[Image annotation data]
------------
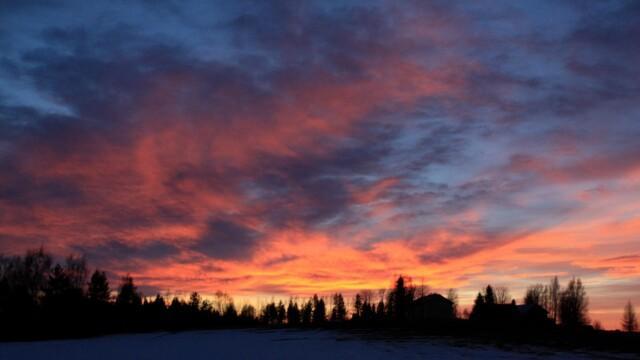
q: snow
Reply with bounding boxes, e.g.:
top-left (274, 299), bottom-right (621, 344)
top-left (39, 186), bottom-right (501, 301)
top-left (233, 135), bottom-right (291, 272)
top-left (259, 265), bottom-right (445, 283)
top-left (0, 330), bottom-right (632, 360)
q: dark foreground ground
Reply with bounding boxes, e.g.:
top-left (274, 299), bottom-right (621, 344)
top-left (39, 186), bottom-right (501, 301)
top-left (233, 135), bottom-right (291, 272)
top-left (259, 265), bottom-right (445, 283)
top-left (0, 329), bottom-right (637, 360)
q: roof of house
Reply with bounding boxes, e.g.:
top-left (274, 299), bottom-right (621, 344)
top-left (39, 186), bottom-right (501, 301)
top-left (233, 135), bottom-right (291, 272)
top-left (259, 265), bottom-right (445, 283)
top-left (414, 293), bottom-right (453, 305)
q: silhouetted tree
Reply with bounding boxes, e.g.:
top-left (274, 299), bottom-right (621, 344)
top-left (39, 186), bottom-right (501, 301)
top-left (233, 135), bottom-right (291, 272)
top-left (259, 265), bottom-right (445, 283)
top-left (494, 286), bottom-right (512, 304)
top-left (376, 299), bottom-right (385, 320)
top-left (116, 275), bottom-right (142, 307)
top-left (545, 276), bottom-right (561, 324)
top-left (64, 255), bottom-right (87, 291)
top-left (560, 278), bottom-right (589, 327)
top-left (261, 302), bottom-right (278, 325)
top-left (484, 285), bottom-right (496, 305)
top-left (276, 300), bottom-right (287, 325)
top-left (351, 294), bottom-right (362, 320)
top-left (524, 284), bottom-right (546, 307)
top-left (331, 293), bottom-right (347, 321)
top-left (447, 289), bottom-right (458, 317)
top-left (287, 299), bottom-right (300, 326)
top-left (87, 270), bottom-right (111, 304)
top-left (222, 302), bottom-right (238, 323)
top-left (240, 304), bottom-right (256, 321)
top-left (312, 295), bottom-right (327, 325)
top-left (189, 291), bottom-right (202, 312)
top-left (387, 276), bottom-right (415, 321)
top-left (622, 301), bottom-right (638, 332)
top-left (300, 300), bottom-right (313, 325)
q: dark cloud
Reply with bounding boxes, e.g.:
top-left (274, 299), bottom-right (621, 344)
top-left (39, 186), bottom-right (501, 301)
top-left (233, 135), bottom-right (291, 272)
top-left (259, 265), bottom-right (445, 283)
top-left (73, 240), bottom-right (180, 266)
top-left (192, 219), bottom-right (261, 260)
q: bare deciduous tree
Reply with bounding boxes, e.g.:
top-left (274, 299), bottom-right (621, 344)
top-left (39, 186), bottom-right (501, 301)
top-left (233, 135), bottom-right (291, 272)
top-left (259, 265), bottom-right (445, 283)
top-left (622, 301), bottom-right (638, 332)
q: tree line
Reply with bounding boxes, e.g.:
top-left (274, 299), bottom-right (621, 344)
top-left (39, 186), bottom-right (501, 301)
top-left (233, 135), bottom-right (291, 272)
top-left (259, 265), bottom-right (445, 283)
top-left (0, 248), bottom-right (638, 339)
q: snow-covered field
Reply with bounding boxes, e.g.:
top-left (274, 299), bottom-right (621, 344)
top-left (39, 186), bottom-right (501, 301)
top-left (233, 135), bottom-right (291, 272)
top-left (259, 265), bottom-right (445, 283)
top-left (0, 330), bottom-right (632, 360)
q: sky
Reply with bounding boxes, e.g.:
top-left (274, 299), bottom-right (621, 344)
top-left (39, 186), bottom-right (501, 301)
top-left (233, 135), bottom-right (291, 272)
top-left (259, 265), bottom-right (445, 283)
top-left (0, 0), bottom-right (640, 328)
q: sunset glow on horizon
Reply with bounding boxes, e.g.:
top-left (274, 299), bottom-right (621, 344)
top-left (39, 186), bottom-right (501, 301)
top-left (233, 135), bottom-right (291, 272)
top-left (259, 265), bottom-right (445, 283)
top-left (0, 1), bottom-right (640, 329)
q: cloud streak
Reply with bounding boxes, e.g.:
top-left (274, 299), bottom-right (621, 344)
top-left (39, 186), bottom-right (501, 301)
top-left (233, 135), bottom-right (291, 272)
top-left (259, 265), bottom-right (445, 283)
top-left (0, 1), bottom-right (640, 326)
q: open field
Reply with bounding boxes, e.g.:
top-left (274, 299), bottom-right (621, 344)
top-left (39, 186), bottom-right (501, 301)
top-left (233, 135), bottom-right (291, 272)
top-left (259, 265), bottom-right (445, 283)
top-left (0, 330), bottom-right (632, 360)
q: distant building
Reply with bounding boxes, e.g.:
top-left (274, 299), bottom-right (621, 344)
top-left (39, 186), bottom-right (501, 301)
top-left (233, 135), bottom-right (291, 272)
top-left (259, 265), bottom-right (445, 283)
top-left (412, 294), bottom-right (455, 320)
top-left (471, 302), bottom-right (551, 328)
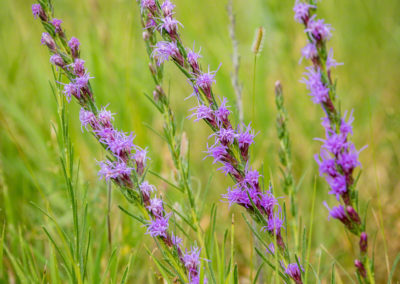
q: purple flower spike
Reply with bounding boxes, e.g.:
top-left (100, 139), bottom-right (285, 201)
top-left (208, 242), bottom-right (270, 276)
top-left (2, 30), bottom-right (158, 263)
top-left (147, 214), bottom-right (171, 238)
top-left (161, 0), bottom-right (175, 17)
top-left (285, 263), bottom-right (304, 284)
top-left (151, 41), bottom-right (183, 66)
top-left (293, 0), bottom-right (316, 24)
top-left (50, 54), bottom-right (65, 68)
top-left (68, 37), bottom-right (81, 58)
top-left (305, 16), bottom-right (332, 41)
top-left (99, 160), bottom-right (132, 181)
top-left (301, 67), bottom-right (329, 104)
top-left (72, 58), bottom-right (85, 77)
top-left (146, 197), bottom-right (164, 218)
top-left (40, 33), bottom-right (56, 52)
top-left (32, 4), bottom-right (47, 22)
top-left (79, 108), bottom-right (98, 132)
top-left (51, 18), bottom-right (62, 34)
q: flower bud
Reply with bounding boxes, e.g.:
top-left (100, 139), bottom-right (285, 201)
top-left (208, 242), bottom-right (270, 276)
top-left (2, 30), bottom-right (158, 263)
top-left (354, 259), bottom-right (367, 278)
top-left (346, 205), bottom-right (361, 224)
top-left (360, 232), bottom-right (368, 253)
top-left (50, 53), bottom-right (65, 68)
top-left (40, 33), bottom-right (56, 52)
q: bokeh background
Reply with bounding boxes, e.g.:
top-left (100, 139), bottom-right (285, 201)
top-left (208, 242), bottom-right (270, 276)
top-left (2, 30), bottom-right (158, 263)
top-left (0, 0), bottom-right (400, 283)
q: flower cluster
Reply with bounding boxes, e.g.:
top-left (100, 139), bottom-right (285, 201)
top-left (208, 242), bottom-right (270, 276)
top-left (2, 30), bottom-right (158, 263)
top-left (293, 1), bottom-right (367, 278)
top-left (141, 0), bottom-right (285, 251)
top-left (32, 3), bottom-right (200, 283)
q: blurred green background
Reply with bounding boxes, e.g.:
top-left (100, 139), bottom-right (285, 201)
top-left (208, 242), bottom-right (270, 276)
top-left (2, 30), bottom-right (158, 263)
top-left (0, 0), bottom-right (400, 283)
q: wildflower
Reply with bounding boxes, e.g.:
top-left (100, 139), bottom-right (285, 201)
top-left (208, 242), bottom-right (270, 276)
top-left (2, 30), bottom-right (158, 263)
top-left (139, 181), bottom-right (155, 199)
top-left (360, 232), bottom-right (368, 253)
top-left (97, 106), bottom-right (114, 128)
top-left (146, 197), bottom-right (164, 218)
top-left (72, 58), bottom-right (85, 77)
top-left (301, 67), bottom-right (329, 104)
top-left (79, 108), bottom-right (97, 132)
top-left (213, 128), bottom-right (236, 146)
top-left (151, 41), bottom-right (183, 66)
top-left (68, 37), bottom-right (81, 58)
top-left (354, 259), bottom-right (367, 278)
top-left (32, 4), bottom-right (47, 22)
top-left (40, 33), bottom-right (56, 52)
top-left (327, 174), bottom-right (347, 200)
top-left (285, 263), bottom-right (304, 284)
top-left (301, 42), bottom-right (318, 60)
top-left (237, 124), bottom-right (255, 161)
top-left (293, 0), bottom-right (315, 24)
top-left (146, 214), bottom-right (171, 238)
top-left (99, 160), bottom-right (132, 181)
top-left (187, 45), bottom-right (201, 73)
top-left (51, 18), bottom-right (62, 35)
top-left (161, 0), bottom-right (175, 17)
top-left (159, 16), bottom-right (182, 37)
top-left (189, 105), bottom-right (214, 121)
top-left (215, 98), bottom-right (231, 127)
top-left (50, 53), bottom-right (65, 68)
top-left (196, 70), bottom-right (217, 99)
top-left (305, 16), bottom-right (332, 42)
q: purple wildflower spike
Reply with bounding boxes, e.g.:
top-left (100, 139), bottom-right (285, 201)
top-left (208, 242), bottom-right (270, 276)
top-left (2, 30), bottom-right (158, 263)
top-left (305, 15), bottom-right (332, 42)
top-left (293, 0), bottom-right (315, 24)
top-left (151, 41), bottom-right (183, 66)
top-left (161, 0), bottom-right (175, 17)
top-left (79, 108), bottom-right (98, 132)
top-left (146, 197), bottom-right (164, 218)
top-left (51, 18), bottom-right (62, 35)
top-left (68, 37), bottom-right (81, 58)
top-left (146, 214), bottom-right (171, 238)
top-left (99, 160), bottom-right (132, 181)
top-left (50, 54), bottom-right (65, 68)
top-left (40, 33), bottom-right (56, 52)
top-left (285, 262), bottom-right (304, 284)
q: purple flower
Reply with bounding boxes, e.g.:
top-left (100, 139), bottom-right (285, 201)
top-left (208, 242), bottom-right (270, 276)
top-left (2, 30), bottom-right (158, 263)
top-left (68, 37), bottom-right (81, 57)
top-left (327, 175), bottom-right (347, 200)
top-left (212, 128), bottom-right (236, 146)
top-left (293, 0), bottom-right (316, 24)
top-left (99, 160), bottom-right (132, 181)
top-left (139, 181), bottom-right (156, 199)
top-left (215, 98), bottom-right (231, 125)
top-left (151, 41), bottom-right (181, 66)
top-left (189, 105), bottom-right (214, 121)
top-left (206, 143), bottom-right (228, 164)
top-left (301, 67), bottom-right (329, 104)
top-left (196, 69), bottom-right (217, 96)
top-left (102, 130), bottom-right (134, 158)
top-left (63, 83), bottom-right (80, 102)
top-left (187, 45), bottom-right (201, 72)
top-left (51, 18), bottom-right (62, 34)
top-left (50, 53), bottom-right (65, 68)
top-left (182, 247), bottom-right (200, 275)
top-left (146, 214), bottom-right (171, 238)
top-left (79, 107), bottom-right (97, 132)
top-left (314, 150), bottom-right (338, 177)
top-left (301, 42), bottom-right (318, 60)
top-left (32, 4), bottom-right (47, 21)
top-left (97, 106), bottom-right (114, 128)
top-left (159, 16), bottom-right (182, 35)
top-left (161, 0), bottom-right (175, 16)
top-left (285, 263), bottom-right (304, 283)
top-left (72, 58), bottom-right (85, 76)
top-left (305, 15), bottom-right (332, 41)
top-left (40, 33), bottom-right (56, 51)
------------
■ **Description of the task**: Write out the material again, beginning at the line that has "q: wildflower" and stopping after the line that has "top-left (305, 16), bottom-right (332, 42)". In those lines, swap "bounding boxes" for "box coordinates" and leave everything else unchanged.

■ **Exercise response**:
q: wildflower
Reply with box coordinates, e.g.:
top-left (100, 139), bottom-right (285, 201)
top-left (208, 242), bottom-right (270, 276)
top-left (2, 30), bottom-right (158, 263)
top-left (139, 181), bottom-right (155, 199)
top-left (360, 232), bottom-right (368, 253)
top-left (97, 106), bottom-right (114, 128)
top-left (146, 197), bottom-right (164, 218)
top-left (72, 58), bottom-right (85, 77)
top-left (301, 67), bottom-right (329, 104)
top-left (79, 108), bottom-right (97, 132)
top-left (213, 128), bottom-right (236, 146)
top-left (151, 41), bottom-right (183, 66)
top-left (68, 37), bottom-right (81, 58)
top-left (354, 259), bottom-right (367, 278)
top-left (32, 4), bottom-right (47, 22)
top-left (40, 33), bottom-right (56, 52)
top-left (327, 174), bottom-right (347, 200)
top-left (285, 263), bottom-right (304, 284)
top-left (301, 42), bottom-right (318, 60)
top-left (237, 124), bottom-right (255, 161)
top-left (293, 0), bottom-right (315, 24)
top-left (146, 214), bottom-right (171, 238)
top-left (99, 160), bottom-right (132, 181)
top-left (187, 45), bottom-right (201, 73)
top-left (51, 18), bottom-right (62, 35)
top-left (161, 0), bottom-right (175, 17)
top-left (159, 16), bottom-right (182, 37)
top-left (189, 105), bottom-right (214, 121)
top-left (215, 98), bottom-right (231, 127)
top-left (50, 53), bottom-right (65, 68)
top-left (196, 70), bottom-right (217, 99)
top-left (305, 16), bottom-right (332, 42)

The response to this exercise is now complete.